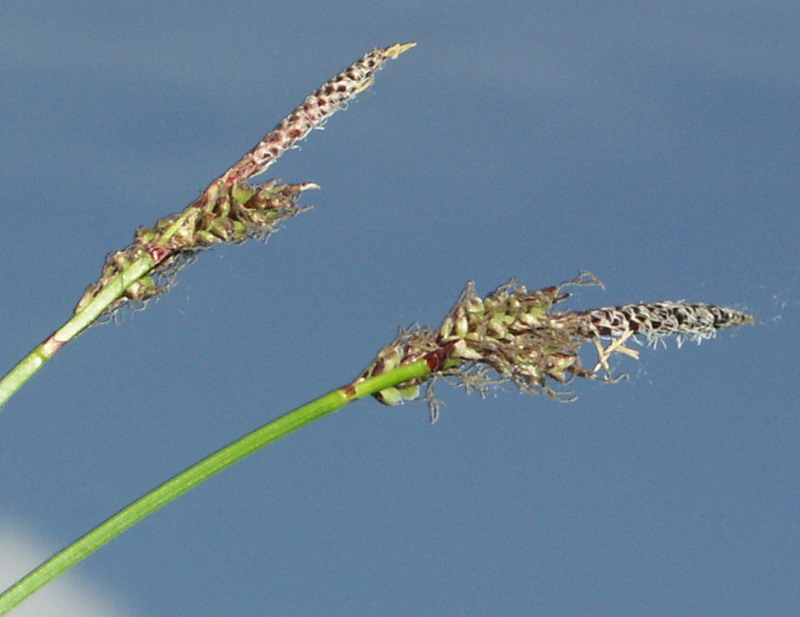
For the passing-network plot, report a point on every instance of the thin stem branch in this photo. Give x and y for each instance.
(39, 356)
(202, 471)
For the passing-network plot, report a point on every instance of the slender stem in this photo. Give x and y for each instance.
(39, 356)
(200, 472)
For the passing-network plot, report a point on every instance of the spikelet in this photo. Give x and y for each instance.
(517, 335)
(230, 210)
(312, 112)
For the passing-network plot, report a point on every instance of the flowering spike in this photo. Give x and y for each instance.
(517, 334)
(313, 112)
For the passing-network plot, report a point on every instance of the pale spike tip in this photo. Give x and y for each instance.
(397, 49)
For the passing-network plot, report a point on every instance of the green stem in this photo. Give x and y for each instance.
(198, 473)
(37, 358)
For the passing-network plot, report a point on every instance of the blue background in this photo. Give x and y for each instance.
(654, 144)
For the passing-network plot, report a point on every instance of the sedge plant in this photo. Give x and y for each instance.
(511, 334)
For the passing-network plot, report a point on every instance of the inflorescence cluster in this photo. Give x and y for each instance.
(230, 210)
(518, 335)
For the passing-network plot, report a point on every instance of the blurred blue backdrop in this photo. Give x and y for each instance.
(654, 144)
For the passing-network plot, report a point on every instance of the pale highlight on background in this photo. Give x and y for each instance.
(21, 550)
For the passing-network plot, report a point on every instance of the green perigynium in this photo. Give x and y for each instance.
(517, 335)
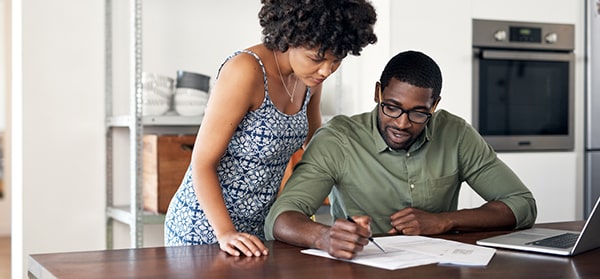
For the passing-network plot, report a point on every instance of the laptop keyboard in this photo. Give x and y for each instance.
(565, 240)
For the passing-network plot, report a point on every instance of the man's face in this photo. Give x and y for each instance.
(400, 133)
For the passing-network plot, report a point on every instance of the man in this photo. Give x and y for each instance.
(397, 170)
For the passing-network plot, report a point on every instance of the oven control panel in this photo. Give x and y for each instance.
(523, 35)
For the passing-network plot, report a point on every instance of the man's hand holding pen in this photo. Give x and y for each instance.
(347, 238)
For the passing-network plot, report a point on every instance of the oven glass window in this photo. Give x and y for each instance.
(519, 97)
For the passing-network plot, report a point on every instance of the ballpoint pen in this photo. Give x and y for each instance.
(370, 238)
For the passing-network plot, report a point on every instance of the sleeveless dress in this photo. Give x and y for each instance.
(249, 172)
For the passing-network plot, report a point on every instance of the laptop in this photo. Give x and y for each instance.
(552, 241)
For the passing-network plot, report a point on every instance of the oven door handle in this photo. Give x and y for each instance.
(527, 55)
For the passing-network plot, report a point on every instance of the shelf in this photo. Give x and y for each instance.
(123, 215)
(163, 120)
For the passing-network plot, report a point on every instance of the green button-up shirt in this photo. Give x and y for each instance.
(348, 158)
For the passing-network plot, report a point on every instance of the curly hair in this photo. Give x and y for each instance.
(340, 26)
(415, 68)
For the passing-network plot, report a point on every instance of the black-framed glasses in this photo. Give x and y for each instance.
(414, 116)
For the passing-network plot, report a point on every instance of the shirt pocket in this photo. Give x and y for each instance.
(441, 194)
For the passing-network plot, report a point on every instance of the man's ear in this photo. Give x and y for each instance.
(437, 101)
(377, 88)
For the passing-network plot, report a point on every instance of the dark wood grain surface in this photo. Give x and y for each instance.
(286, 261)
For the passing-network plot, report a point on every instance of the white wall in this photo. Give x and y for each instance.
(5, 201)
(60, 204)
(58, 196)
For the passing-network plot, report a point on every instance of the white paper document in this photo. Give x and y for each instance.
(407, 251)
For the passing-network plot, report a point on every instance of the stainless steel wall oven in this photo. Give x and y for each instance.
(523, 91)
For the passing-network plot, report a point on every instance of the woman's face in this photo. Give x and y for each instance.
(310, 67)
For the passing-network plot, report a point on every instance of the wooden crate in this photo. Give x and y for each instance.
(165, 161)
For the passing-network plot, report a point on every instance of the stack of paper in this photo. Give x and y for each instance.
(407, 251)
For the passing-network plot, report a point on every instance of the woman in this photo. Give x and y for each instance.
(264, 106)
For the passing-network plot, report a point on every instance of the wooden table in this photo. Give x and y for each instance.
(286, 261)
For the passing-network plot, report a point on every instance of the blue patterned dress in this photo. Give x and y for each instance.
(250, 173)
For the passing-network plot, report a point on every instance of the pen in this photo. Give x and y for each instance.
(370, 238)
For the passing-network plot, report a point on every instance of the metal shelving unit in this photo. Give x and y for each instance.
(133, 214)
* * * *
__Requirement__:
Each line of the listing above should be retyped exactly, with no pictures.

__Solution to this problem__:
For the passing-network plot, report a point on every instance of the thin stem branch in this photo. Give x and y for each instance.
(39, 356)
(202, 471)
For the passing-network plot, report a point on every instance of the slender stem in this photo. Give x and y for each instance.
(39, 356)
(200, 472)
For the passing-network plot, report a point on every instance of the spikelet in this photo. Give x and y for each instance.
(517, 335)
(230, 210)
(312, 112)
For the passing-network plot, report a point on every instance of the flowering spike in this photo. Give x and y for each instance.
(517, 334)
(313, 112)
For the passing-network plot, report a point on every instance of the pale spike tip in this photo. Give x and y for each instance.
(397, 49)
For the passing-network plot, report a point on every instance of the green stem in this photo. Give x and y for each instance.
(198, 473)
(37, 358)
For the passing-network plot, report a point on every instance of the blue background in this photo. Give x and y for each instance.
(654, 144)
For the passing-network plot, report a point on every instance of the sedge plant in this photo. Give x and y for each instance.
(511, 334)
For the passing-network plot, report a point on every instance of the inflorescence cluster in this photo. Give x and y for each instance.
(230, 210)
(518, 335)
For the passing-network plot, report a point on every instance of the blurred blue backdrop in this photo. Give x and y for each instance.
(654, 144)
For the passing-network plot, report a point on every instance of the pale highlight on background in this photo. Give x and y for each instance.
(21, 550)
For the passing-network plot, report a point on every instance of the green perigynium in this photo. Give x and y for each instance.
(517, 335)
For the passing-network plot, report a point on every instance of the laptop keyboard in this photo. Give x and y for each instance.
(565, 240)
For the passing-network plot, report a point on every instance of the man's face in this photo. Give x and y for each instance.
(400, 133)
For the passing-network plot, report a point on every instance of the man in this photo. Give x and y for each instance.
(397, 170)
For the passing-network plot, report a point on every instance of the oven control panel in this photo. Give x and y for each instance.
(523, 35)
For the passing-network plot, report a point on every instance of the man's hand holding pen in this photo. Give x and y for each instance.
(347, 238)
For the passing-network plot, report a point on every instance of the oven glass window in this photo. Give x and y for each instance.
(519, 97)
For the passing-network plot, report a point on every instance of the ballpoint pen in this photo. Give x and y for each instance.
(370, 238)
For the passing-network plot, report a point on every instance of the sleeveless dress in this photo. Give x and y for each instance.
(249, 172)
For the passing-network plot, report a point on every instance of the laptop in this photo. Give x and y for each instance.
(552, 241)
For the passing-network plot, report a point on every instance of the oven door handle in this photo. Give x and y for each instance.
(527, 55)
For the passing-network plot, report a point on every instance of the shelf in this photo. Give x and y for each instance.
(123, 215)
(163, 120)
For the passing-network plot, report a point on every instance of the green button-up shirt in this photo. Give x and y for each instance.
(348, 158)
For the passing-network plot, report a point on every instance of the curly hair in this photo. Give x and y for each instance.
(340, 26)
(415, 68)
For the passing-network plot, report a point on every instance of the black-framed glasses in this photo. Give x and y for each instance.
(414, 116)
For the passing-network plot, report a point on every instance of the shirt pocket in this photo. Give x and y for each instance.
(441, 194)
For the passing-network plot, report a point on every instance of the man's ear in this photo. Give x and y for each instance.
(437, 101)
(377, 88)
For the passing-network plot, report a point on every instance of the dark wood grain surface in this photo. Give x and y for each instance.
(286, 261)
For the passing-network plot, report a point on every instance of the white wall in this photo. Give x and y for each instance.
(5, 201)
(60, 204)
(58, 196)
For the passing-network plot, report a point on every instance of the white paper document in this photo. Give x and y for each instance.
(407, 251)
For the passing-network plot, report a point on every instance of the stainless steel wall oven in this photo. Give x and y for each instance.
(523, 91)
For the passing-network plot, report a point on every instance of the woman's face in this photo. Give x and y for each instance.
(310, 67)
For the passing-network plot, report a point on every instance of the wooden crate in this photo. Give x and y for each instance.
(165, 161)
For the passing-network plot, report a point on every instance of the stack of paper in this photo. Give x and y for each instance.
(407, 251)
For the passing-network plot, report a point on every instance of the woman in this photo. Give x and y for each instance.
(264, 106)
For the passing-network plot, report a point on every instance of the wooden table in this photo. Give x and y for each instance.
(286, 261)
For the passing-network plot, report a point on every instance of the blue patterned dress in this photo. Give x and y for each instance.
(250, 173)
For the passing-network plot, report a point on every instance of the pen in this photo. Give x and y for each instance.
(370, 238)
For the passing-network plot, report a point on every instance of the metal shelving unit in this photo. Give x and y for each instance.
(133, 214)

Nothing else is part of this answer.